练习说明: 返回下面所有包含“groom”这个词的行。

任务记录:
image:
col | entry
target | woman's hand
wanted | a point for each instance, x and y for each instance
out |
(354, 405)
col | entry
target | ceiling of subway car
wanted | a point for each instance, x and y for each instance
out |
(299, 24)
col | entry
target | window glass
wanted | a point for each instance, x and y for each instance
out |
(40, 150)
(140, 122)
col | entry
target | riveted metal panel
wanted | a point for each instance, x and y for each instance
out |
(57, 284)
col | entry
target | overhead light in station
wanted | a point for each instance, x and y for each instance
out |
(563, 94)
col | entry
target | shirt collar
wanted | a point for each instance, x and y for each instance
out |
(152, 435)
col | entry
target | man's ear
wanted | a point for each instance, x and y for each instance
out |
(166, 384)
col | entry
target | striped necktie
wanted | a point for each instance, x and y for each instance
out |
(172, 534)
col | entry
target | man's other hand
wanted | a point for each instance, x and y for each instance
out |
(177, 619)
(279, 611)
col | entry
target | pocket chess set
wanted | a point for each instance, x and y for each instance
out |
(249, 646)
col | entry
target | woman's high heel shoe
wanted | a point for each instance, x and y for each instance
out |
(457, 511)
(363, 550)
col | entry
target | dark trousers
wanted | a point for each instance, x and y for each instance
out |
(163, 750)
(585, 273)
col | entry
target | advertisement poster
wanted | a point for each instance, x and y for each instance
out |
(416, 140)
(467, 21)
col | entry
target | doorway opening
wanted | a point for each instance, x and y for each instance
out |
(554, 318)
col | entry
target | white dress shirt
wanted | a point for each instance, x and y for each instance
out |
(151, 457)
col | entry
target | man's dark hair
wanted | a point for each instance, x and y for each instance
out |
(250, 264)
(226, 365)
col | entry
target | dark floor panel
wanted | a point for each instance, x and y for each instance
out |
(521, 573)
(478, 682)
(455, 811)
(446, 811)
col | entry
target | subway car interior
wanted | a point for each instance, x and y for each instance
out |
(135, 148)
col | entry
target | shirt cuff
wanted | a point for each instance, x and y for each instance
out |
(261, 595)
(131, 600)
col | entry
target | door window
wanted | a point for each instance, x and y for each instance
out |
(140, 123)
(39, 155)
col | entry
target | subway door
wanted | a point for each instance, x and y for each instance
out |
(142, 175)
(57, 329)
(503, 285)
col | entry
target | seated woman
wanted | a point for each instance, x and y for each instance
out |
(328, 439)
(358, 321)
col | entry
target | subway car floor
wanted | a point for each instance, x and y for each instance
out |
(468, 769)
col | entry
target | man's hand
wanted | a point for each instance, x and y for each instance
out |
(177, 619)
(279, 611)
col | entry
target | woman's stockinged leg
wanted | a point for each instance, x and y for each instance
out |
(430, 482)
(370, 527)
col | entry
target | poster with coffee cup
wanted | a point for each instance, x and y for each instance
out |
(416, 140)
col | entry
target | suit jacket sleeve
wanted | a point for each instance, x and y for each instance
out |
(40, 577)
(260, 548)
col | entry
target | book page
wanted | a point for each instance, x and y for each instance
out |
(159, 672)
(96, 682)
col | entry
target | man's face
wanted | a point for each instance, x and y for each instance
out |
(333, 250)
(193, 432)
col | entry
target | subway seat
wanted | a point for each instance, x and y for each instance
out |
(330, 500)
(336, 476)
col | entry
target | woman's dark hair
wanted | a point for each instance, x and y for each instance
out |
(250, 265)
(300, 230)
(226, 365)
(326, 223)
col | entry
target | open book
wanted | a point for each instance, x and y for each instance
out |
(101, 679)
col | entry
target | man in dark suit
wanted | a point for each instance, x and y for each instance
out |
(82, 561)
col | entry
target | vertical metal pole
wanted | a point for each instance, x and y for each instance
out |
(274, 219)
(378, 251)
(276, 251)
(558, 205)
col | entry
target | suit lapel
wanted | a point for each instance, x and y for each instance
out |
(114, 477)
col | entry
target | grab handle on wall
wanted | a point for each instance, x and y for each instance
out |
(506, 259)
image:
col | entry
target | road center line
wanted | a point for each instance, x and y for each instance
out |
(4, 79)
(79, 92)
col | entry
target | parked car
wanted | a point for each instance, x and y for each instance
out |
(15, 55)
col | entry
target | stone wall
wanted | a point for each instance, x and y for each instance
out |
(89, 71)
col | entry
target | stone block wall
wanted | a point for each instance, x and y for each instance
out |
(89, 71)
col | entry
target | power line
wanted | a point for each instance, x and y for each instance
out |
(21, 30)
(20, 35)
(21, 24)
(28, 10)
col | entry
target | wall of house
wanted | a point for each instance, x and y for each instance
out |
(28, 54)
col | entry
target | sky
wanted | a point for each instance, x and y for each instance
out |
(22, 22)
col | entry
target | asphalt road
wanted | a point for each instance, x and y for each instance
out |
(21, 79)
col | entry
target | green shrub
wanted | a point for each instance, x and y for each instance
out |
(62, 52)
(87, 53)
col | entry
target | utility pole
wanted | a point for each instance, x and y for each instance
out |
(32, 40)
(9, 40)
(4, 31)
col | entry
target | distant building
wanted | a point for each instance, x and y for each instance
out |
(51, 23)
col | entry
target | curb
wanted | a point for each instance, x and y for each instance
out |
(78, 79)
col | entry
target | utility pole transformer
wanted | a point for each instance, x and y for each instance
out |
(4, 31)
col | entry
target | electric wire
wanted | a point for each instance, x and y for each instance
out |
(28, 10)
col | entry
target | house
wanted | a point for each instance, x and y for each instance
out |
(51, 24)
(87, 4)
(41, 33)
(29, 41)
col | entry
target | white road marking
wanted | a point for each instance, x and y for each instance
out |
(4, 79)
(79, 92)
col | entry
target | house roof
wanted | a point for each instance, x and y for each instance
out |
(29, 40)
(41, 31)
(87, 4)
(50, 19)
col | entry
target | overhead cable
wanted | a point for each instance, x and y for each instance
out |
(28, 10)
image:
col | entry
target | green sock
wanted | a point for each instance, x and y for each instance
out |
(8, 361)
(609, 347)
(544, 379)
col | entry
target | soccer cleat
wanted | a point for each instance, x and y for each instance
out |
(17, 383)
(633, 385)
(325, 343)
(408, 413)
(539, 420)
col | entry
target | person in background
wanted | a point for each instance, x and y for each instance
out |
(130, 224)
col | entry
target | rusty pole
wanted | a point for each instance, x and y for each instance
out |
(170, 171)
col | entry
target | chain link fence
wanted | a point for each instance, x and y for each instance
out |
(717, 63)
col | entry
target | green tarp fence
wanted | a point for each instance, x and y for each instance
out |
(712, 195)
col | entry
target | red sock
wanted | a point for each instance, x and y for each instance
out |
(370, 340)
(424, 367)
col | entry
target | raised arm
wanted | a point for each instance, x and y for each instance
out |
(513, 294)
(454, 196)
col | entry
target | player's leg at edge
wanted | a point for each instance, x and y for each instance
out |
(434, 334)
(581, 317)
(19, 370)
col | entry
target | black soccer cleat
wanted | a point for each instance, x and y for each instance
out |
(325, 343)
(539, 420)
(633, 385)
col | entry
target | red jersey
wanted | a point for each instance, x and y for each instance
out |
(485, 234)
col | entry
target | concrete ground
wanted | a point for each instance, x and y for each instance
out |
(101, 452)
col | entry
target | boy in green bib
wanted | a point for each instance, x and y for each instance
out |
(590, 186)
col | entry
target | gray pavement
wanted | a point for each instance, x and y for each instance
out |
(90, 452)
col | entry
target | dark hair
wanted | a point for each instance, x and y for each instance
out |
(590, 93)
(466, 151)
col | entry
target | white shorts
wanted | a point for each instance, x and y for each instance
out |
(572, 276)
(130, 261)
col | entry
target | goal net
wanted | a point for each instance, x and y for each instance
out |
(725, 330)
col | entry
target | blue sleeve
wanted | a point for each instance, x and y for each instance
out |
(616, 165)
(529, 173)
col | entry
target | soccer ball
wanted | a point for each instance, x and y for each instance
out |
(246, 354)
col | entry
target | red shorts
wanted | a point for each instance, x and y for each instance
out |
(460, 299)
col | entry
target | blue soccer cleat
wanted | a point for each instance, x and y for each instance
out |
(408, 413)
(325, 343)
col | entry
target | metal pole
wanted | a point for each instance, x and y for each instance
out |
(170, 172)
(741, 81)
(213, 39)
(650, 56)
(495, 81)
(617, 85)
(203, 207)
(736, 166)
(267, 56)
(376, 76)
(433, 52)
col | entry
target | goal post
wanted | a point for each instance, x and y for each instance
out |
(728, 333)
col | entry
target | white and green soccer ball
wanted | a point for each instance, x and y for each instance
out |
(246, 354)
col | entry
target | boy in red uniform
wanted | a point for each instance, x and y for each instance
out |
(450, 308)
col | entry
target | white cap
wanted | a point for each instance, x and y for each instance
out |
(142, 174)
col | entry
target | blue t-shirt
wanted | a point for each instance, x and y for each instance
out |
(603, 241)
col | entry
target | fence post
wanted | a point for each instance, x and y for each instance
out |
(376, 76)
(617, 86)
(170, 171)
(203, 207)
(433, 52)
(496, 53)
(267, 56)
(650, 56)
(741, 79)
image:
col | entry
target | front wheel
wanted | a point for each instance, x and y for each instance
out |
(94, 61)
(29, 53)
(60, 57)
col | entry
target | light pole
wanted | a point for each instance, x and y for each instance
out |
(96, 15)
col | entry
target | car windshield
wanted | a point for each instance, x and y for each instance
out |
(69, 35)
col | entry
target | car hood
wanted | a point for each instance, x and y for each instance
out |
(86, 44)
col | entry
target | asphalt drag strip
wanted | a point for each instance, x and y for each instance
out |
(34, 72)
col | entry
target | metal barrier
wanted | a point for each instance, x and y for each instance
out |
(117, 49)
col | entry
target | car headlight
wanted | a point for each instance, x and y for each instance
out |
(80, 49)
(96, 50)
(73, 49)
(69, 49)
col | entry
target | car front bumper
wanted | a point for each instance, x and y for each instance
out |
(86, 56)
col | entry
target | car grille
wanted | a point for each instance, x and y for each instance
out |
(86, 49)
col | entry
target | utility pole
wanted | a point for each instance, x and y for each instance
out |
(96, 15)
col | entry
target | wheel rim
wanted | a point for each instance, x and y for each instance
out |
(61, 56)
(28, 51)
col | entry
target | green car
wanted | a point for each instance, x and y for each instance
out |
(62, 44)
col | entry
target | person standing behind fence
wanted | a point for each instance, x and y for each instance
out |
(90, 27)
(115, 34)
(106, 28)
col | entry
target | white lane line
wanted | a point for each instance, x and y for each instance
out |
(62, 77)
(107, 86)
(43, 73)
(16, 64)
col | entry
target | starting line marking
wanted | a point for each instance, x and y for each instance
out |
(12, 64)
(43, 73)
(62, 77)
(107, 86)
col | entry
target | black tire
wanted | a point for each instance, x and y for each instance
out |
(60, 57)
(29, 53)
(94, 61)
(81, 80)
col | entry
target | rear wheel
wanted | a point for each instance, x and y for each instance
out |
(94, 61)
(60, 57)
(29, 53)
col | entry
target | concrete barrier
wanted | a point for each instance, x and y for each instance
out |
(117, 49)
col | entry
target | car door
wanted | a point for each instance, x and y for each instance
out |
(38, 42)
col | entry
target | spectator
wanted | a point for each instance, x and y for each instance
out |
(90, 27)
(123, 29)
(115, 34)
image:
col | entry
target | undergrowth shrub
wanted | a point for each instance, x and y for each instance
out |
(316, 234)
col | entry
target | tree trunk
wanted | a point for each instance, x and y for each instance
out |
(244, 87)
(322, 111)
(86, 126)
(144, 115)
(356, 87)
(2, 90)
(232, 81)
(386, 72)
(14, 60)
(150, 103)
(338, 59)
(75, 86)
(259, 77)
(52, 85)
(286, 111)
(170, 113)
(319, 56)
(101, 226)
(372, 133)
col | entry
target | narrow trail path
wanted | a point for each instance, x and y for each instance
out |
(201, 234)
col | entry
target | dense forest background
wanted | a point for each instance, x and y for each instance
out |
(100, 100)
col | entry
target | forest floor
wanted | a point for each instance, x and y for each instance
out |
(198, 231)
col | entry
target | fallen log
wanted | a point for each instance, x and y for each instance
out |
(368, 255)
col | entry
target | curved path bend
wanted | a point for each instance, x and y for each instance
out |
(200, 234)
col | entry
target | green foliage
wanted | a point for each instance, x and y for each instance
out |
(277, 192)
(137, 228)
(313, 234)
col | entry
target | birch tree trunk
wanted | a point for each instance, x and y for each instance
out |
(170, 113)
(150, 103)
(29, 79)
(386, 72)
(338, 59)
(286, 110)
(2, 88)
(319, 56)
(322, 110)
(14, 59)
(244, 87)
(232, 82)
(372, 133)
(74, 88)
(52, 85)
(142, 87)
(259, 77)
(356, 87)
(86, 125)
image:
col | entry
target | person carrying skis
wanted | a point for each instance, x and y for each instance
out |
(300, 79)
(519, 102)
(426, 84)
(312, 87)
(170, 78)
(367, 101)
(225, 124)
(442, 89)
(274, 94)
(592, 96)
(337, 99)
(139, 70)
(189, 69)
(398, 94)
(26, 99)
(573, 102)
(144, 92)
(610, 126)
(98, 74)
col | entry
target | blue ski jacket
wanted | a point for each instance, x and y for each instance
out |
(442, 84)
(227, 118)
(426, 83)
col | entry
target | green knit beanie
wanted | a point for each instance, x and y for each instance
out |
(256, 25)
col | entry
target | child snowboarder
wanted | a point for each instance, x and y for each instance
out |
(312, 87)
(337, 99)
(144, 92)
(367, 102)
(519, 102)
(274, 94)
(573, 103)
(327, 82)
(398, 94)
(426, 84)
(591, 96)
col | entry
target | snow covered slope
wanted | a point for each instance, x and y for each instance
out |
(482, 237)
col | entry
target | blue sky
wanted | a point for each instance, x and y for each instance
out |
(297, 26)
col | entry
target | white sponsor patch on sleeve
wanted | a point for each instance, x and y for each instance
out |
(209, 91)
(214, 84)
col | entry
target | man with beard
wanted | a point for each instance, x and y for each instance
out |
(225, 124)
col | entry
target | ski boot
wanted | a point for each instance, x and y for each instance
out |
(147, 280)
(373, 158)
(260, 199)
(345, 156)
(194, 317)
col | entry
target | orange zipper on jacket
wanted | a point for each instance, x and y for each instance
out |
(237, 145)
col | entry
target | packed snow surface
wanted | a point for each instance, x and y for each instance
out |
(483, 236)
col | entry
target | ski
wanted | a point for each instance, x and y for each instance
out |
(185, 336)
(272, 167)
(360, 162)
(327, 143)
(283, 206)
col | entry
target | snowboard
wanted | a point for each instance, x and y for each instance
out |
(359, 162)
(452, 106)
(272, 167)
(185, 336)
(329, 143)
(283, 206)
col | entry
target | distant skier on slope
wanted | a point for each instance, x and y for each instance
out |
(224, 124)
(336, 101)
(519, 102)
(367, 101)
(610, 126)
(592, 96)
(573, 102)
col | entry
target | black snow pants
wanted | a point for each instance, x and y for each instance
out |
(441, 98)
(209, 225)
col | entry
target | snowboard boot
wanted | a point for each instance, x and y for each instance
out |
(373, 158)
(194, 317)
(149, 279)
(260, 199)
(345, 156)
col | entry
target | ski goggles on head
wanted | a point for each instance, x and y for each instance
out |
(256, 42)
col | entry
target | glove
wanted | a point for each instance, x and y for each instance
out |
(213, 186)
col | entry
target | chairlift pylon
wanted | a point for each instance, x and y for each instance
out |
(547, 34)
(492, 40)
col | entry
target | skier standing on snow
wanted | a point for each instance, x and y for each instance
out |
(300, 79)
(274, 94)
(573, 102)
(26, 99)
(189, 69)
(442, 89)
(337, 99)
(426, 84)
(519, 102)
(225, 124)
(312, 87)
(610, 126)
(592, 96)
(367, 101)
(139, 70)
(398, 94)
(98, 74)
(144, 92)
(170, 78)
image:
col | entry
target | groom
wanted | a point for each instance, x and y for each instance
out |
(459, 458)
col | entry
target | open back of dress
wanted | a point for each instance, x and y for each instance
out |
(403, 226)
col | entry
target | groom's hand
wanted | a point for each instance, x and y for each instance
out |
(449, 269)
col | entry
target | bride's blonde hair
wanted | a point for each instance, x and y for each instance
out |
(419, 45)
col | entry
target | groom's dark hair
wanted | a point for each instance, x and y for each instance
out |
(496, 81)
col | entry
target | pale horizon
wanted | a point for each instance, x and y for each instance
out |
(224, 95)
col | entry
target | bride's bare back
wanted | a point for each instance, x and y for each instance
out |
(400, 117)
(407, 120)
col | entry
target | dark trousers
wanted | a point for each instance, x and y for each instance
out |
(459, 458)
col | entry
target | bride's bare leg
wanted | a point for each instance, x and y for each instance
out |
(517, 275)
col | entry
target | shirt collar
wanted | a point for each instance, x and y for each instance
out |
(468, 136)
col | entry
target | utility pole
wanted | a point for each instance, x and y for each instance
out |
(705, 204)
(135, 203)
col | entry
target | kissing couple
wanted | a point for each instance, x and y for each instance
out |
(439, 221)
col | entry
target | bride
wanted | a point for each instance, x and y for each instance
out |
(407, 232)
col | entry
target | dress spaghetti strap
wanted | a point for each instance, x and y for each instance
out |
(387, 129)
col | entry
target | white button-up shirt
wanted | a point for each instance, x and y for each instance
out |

完整答案:
target | groom
target | groom's hand
target | groom's dark hair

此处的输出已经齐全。